Exercise description:
Identify each line in the records below that contains the word "instance", and copy those lines out in full.

Supplied data:
___
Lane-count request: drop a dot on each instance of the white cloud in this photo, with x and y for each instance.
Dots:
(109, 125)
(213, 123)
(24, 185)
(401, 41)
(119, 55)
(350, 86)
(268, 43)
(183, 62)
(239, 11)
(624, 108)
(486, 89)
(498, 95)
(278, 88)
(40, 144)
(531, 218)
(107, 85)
___
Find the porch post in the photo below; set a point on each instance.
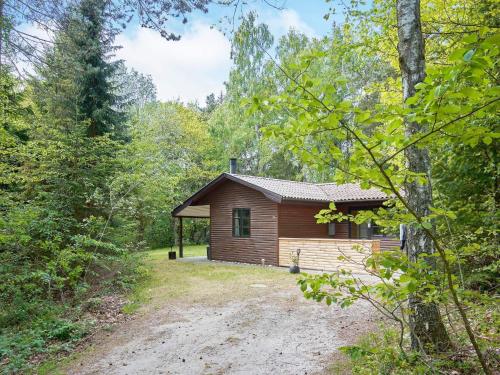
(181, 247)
___
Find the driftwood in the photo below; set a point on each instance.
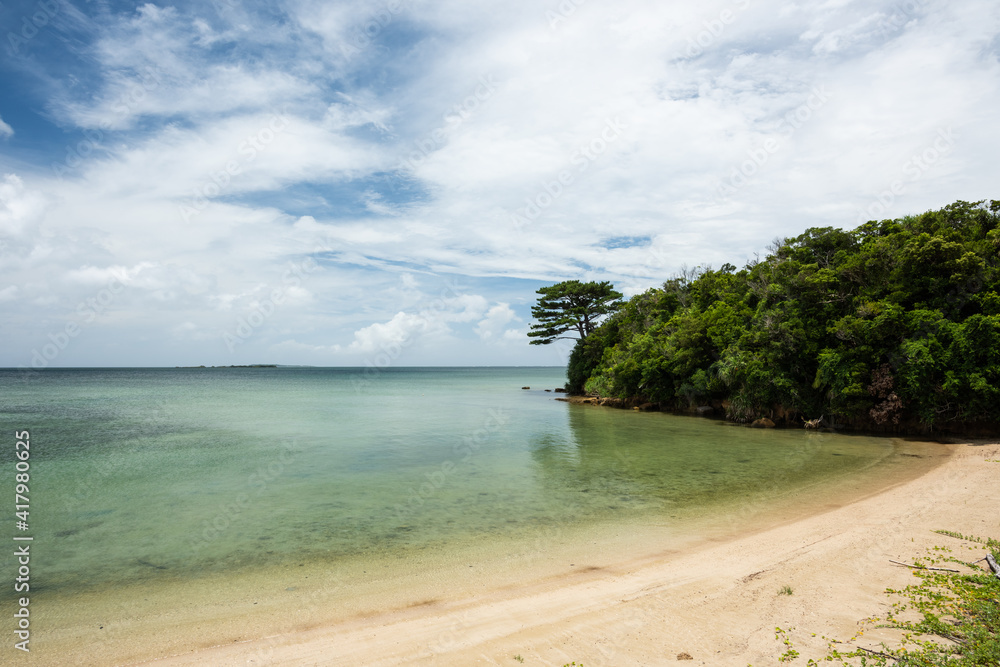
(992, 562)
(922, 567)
___
Response:
Lane-count request: drop a dot on each instance of the white cloud in this photo, with x and y for each instance.
Find the porch post in the photo below; set a point on each instance.
Find the driftwood in the photo below; set a point on each instance.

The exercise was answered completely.